**Your task**
Once the line with "Your annotation target is yellow flower spike." is found in the data, output it and each following line exactly, up to and including the line with "Your annotation target is brown", and nothing before or after.

────────────────

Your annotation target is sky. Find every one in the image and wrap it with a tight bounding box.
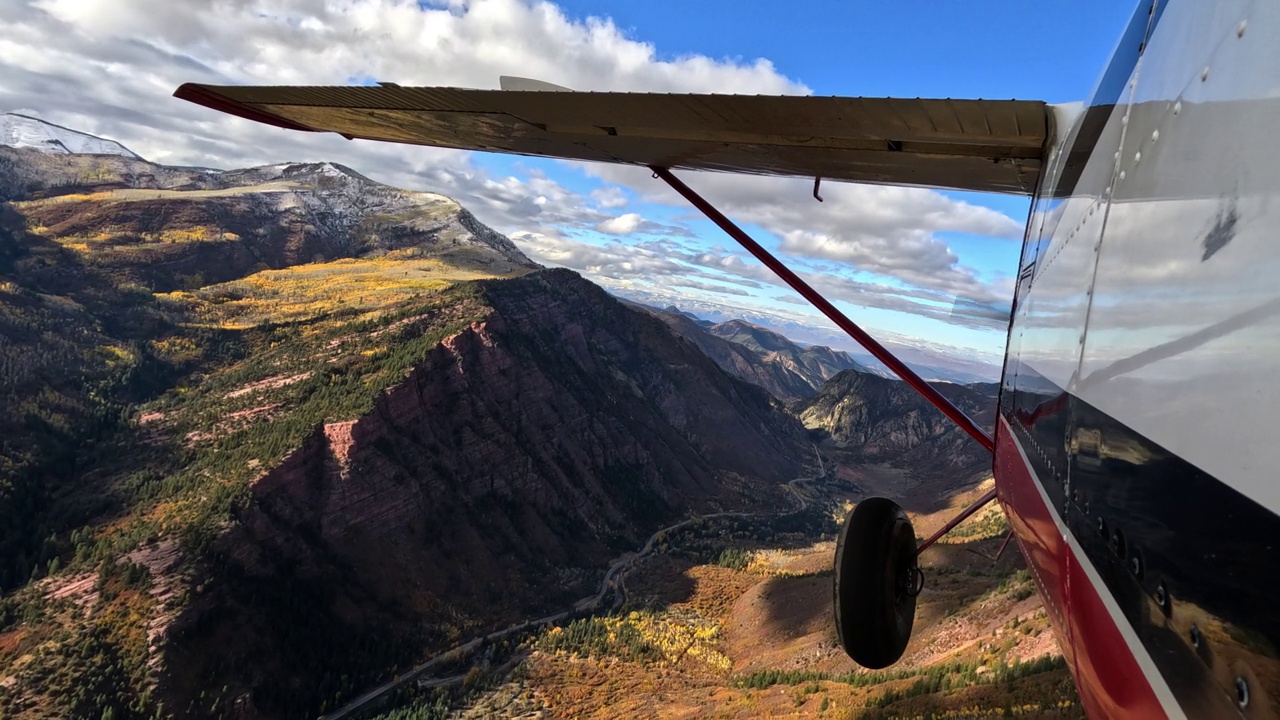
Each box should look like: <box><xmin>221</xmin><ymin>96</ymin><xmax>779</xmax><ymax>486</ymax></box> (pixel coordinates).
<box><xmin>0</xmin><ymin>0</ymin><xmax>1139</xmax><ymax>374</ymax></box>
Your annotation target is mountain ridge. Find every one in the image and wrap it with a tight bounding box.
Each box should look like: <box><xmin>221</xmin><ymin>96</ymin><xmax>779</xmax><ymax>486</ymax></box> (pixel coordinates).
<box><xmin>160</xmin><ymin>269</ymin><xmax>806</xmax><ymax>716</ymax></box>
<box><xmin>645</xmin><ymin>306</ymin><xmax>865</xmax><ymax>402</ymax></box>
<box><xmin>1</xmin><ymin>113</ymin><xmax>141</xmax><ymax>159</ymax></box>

────────────────

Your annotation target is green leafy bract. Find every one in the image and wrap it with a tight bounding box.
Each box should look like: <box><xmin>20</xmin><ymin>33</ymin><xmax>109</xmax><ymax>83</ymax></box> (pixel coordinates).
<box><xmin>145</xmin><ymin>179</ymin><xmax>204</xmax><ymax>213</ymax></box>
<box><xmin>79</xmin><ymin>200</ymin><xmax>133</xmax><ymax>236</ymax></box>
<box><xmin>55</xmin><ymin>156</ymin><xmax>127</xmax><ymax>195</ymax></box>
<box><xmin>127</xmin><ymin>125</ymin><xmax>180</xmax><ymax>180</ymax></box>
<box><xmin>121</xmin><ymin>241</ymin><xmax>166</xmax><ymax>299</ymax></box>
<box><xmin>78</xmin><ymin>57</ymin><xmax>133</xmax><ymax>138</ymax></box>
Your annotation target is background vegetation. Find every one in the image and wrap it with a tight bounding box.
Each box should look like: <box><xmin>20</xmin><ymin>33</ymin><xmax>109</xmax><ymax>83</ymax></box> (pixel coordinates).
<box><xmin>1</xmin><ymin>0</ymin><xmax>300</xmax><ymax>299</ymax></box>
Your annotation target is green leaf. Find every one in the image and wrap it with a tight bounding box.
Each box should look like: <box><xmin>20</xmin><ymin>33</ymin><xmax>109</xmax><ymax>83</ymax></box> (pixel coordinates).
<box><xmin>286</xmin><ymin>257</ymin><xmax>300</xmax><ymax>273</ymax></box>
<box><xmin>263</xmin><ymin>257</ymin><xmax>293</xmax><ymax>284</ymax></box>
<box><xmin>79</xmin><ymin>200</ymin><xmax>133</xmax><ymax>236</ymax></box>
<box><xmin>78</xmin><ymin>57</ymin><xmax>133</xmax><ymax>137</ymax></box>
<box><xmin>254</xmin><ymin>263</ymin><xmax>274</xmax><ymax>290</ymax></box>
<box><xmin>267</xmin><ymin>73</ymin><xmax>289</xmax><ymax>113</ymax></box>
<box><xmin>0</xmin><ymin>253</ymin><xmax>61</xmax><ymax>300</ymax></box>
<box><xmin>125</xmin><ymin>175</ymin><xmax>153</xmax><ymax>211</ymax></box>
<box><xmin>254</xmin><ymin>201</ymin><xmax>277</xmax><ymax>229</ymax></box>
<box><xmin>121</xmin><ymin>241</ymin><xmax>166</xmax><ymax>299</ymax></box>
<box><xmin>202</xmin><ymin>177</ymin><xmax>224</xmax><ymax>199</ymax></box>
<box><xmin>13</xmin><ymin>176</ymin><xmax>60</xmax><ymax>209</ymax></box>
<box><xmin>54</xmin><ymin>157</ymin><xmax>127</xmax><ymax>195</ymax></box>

────────────────

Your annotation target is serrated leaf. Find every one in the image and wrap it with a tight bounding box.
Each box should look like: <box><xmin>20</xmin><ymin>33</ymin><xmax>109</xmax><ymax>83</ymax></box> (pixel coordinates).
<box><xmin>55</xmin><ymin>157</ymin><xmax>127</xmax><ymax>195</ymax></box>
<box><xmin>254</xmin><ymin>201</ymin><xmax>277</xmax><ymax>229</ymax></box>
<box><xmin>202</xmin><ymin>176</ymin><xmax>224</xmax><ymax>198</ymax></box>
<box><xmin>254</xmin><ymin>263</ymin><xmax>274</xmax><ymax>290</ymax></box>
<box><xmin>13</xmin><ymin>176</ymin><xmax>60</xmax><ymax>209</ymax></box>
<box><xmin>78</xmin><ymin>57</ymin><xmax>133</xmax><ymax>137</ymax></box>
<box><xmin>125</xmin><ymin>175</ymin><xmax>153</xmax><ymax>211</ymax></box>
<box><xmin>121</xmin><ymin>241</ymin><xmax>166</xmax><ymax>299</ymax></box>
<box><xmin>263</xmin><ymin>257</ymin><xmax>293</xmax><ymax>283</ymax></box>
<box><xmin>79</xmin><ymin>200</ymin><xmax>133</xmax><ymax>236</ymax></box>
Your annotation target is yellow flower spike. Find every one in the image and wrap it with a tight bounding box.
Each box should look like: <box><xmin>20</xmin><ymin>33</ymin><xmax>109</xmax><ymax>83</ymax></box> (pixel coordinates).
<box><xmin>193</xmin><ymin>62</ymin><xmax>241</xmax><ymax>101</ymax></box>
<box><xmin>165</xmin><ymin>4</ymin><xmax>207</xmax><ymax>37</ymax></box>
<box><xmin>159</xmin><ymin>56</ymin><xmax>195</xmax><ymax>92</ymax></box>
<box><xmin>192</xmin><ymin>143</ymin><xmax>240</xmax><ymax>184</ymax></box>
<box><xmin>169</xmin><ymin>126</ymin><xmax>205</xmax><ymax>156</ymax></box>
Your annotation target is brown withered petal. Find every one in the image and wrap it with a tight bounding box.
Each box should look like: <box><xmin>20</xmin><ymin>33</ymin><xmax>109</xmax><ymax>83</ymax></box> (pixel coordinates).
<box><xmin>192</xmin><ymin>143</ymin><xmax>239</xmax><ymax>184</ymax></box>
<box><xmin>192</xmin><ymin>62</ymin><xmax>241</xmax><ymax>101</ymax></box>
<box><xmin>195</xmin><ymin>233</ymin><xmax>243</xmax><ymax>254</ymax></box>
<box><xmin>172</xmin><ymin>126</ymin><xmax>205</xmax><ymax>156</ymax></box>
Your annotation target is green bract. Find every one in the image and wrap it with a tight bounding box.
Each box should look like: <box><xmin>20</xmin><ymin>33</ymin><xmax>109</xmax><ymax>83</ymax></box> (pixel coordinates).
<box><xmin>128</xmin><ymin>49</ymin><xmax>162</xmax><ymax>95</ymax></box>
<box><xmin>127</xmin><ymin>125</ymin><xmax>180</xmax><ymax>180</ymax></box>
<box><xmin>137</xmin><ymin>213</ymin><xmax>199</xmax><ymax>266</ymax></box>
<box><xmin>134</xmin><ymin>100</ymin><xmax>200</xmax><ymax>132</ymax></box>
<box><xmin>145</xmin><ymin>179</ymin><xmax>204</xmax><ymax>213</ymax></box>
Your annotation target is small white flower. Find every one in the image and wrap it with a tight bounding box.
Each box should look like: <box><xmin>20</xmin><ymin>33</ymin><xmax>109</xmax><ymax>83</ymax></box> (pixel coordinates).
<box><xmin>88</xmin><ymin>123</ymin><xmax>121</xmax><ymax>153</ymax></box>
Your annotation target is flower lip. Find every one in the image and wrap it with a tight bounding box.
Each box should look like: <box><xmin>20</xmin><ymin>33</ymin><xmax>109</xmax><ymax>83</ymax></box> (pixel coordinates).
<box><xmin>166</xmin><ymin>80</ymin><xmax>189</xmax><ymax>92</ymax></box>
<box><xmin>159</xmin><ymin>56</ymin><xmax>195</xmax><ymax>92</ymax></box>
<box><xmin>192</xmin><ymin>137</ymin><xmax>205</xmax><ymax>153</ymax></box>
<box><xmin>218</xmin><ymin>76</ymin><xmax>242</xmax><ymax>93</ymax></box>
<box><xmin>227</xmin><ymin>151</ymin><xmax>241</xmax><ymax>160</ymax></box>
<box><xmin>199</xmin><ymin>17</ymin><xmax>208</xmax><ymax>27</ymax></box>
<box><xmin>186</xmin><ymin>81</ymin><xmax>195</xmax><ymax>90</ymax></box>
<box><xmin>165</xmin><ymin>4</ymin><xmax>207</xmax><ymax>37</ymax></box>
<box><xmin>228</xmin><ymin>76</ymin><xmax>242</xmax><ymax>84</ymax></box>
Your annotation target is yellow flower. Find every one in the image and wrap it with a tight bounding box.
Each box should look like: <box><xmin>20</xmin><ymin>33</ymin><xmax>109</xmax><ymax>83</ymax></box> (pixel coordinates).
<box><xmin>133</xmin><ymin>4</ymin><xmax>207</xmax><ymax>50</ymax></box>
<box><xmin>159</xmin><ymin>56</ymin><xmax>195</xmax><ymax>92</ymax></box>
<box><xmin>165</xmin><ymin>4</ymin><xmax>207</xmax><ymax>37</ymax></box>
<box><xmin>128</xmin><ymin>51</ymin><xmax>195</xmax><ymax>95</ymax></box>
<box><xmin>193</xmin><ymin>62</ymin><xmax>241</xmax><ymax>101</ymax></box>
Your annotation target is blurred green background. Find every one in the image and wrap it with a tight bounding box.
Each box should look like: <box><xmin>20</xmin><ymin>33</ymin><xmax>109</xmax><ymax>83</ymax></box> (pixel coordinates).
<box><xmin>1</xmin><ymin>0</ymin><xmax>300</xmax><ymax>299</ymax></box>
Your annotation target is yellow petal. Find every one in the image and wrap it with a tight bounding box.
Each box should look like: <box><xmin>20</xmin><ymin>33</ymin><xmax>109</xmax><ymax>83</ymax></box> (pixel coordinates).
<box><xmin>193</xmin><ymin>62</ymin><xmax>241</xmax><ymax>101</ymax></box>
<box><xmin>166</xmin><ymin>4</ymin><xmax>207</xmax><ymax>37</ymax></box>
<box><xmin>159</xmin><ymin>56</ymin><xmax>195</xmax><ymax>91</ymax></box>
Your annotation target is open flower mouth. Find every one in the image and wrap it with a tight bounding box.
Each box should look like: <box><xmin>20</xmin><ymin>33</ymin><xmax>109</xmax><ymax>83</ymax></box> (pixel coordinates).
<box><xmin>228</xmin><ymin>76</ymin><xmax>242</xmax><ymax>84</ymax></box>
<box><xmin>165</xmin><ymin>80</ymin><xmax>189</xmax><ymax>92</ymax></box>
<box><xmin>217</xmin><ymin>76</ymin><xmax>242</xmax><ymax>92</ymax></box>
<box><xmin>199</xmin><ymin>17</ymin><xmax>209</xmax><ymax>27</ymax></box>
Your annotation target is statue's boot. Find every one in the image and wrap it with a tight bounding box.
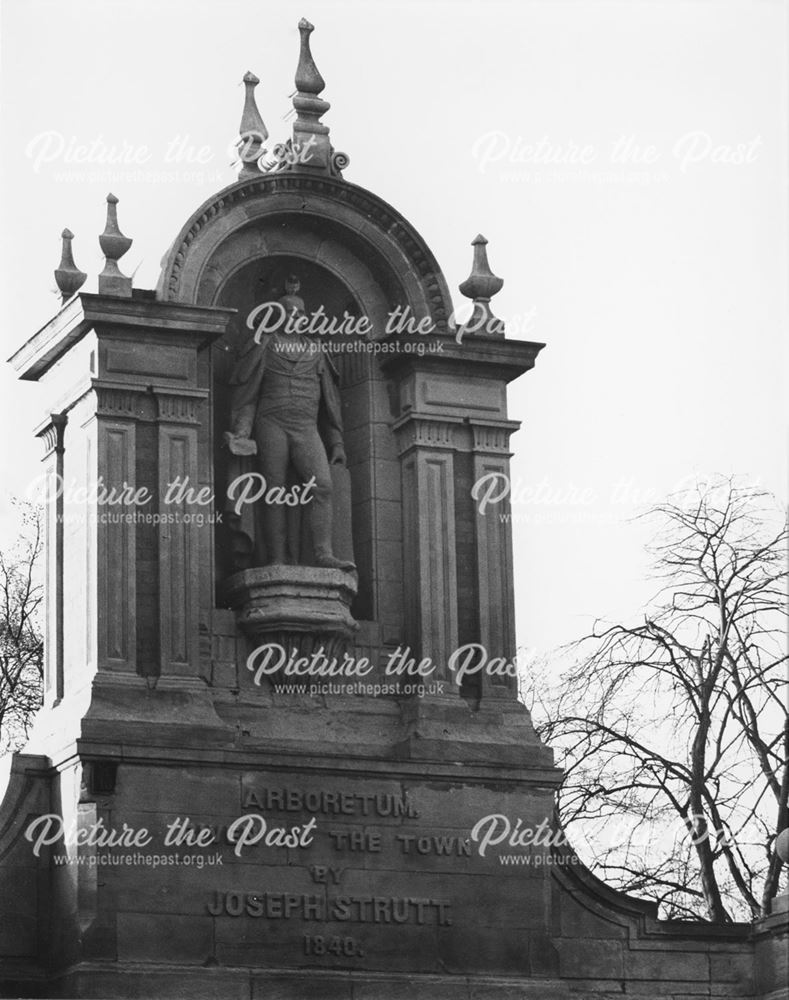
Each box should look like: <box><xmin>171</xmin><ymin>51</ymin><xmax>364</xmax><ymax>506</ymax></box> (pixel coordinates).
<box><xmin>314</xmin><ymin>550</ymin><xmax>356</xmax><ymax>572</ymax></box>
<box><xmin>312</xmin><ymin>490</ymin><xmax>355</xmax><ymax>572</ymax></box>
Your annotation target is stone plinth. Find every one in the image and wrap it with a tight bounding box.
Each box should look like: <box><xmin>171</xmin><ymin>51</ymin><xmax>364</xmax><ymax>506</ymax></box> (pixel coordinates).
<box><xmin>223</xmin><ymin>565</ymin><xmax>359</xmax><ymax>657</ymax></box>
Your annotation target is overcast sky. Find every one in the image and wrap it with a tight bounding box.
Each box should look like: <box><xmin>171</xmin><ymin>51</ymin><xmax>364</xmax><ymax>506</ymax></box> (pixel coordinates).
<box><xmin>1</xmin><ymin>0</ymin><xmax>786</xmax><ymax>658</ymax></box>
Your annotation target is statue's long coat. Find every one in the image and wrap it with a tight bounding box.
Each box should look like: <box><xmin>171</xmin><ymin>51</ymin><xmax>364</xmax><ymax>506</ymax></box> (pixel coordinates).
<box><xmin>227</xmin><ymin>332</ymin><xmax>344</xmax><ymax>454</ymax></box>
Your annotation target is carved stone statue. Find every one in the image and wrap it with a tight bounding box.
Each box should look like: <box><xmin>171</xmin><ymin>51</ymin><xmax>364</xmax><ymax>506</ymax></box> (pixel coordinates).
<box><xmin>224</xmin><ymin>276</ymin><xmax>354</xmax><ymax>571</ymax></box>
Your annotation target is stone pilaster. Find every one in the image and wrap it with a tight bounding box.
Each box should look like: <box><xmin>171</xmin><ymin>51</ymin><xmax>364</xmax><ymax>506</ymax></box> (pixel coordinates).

────────────────

**Exercise result**
Your annotation target is yellow flower spike. Find every one in the image and wrap it with a tight bounding box.
Each box should look like: <box><xmin>20</xmin><ymin>33</ymin><xmax>109</xmax><ymax>83</ymax></box> (pixel coordinates).
<box><xmin>193</xmin><ymin>62</ymin><xmax>241</xmax><ymax>101</ymax></box>
<box><xmin>165</xmin><ymin>4</ymin><xmax>207</xmax><ymax>37</ymax></box>
<box><xmin>159</xmin><ymin>56</ymin><xmax>195</xmax><ymax>92</ymax></box>
<box><xmin>192</xmin><ymin>143</ymin><xmax>240</xmax><ymax>184</ymax></box>
<box><xmin>169</xmin><ymin>126</ymin><xmax>205</xmax><ymax>156</ymax></box>
Your annotation target is brown withered petal. Find every one in the image and wrap it with a tight bounding box.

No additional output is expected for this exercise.